__SUPPLIED DATA__.

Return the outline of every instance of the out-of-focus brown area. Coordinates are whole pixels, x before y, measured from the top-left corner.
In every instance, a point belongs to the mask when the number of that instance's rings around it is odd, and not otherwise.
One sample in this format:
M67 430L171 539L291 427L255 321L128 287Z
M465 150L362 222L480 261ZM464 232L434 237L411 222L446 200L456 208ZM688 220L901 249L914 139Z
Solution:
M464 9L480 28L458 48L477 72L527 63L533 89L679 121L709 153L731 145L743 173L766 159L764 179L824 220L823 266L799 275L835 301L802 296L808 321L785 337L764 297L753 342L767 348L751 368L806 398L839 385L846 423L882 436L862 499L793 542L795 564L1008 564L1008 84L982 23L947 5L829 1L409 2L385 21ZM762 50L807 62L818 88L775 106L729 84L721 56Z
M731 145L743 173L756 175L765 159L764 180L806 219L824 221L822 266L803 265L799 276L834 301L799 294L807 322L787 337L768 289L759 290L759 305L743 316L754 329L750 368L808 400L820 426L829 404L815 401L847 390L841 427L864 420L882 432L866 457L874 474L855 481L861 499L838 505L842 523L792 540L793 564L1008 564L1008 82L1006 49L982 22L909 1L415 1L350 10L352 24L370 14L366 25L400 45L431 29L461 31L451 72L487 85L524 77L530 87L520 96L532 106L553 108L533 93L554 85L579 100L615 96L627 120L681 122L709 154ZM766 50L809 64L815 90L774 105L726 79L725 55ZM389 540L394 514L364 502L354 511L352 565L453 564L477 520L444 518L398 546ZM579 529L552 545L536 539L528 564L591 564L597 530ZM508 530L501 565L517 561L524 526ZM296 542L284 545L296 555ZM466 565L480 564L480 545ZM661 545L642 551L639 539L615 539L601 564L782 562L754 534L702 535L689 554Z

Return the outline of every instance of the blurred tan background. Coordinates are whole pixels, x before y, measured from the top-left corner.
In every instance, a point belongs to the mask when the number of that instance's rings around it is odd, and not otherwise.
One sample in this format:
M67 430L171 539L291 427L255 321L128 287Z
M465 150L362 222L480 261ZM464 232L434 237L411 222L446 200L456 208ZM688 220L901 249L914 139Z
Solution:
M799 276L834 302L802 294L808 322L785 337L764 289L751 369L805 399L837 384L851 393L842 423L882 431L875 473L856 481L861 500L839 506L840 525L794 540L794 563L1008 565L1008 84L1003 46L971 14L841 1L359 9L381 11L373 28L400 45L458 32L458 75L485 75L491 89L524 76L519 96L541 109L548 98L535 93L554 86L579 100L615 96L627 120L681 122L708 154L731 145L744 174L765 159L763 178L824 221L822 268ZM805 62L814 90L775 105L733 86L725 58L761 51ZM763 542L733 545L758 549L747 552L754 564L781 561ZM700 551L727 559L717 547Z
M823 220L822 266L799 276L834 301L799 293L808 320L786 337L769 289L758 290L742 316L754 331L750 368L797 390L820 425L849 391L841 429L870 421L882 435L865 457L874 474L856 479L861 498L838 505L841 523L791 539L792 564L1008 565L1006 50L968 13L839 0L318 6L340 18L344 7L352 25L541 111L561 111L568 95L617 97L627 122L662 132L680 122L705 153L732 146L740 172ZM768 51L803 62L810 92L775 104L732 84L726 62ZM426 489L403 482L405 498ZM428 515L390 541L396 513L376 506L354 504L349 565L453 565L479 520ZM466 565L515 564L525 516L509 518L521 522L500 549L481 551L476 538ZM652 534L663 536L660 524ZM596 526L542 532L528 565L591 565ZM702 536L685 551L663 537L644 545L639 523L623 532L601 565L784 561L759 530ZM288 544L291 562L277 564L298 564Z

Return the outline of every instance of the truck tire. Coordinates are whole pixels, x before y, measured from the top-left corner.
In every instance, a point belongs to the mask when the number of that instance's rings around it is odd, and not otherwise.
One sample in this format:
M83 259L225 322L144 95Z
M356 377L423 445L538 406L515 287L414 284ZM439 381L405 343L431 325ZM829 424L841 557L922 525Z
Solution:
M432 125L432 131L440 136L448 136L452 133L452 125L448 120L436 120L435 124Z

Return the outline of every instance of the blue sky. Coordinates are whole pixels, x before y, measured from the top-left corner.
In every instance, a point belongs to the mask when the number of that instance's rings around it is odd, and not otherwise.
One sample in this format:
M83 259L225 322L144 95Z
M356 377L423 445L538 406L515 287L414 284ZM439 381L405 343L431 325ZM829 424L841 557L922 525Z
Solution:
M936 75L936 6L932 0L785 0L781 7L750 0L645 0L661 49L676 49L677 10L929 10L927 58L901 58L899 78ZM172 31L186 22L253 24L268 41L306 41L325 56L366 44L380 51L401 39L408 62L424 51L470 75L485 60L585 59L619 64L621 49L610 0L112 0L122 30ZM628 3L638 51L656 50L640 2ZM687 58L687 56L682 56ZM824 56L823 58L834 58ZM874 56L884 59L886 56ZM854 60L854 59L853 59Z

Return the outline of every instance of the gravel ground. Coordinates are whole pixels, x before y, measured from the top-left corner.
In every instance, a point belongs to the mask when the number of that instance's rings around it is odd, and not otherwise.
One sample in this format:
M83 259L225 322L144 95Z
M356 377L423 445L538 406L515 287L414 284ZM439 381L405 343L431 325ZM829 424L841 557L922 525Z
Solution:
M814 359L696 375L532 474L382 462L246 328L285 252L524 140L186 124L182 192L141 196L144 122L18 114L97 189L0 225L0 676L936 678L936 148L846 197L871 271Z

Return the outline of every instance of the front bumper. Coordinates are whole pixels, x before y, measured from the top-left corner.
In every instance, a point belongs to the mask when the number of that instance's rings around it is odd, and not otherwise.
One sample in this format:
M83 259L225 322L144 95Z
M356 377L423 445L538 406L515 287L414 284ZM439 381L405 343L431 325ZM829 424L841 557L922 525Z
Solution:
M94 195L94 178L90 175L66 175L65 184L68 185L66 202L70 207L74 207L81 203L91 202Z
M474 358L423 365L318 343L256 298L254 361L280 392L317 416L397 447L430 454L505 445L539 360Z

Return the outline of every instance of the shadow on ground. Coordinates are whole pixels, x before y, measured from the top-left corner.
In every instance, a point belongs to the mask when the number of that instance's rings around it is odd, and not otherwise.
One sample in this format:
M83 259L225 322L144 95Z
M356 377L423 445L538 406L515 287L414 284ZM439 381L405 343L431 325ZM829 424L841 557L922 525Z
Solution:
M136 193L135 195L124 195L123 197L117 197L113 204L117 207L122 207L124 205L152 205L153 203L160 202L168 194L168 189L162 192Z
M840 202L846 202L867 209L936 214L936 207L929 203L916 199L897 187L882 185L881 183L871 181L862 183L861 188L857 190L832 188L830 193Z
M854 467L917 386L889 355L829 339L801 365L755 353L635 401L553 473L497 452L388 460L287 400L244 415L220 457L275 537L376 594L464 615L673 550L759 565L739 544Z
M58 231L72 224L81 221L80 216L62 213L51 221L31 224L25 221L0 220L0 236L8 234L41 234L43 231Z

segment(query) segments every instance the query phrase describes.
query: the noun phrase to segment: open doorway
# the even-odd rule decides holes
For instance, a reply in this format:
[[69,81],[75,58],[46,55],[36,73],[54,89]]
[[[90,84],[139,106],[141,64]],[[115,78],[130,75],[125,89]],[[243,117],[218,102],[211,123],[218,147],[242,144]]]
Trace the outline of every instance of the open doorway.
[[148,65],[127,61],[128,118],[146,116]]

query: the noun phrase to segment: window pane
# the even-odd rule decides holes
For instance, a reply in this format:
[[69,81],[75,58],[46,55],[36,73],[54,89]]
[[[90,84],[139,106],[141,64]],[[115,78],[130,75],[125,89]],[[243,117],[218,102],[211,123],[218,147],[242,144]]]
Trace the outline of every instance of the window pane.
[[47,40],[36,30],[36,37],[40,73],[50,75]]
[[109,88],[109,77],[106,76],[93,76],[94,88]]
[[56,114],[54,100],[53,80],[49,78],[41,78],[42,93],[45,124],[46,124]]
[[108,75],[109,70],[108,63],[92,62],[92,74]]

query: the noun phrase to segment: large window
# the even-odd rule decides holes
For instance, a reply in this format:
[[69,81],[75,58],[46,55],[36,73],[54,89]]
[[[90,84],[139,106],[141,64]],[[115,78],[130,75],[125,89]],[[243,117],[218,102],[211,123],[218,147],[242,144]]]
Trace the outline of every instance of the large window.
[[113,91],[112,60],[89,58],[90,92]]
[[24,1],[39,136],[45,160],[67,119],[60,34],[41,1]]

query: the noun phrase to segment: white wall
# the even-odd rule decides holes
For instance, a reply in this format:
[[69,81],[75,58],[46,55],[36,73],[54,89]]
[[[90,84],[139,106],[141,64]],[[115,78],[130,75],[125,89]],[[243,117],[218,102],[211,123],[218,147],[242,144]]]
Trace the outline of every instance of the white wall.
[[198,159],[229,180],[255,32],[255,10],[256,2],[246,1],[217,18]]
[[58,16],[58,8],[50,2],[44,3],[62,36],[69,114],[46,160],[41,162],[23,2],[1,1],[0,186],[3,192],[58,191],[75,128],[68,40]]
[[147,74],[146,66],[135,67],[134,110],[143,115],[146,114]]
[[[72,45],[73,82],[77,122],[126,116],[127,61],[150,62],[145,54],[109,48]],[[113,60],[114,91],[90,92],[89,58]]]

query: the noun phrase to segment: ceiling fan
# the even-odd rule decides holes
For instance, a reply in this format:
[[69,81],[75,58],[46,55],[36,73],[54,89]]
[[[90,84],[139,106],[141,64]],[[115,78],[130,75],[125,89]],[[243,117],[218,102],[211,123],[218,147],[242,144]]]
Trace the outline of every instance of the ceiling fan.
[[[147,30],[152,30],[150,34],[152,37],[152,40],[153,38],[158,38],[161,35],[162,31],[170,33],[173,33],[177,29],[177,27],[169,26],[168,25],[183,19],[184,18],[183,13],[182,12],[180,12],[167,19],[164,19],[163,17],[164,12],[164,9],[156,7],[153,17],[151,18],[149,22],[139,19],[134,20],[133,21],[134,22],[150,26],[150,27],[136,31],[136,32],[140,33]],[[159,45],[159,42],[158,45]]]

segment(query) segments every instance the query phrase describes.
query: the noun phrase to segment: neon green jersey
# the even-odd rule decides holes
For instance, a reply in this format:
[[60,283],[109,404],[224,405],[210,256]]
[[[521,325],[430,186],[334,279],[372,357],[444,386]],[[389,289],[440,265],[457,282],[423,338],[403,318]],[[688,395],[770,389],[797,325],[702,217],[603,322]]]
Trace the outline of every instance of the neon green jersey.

__GIVEN TASK__.
Recast the part of the items that opens with the line containing "query: the noun phrase to segment: window" and closes with the line containing "[[108,75],[109,70],[108,63],[92,62],[92,74]]" as a JSON list of strings, one string per line and no strings for blank lines.

__RESPONSE__.
[
  "query: the noun phrase to segment: window pane",
  "# the even-odd rule decides holes",
  "For instance, a reply in this format:",
  "[[69,81],[75,58],[46,55],[36,73],[54,89]]",
  "[[[90,84],[139,106],[141,64]],[[115,78],[130,75],[125,89]],[[243,117],[218,102],[211,123],[218,147],[242,144]]]",
  "Trace the outline of every instance of the window pane.",
  "[[47,40],[36,30],[36,37],[40,73],[50,75]]",
  "[[109,88],[109,77],[106,76],[93,76],[94,88]]",
  "[[56,114],[54,100],[53,80],[49,78],[41,78],[42,93],[45,124],[46,124]]",
  "[[108,75],[109,70],[108,63],[92,62],[92,74]]"
]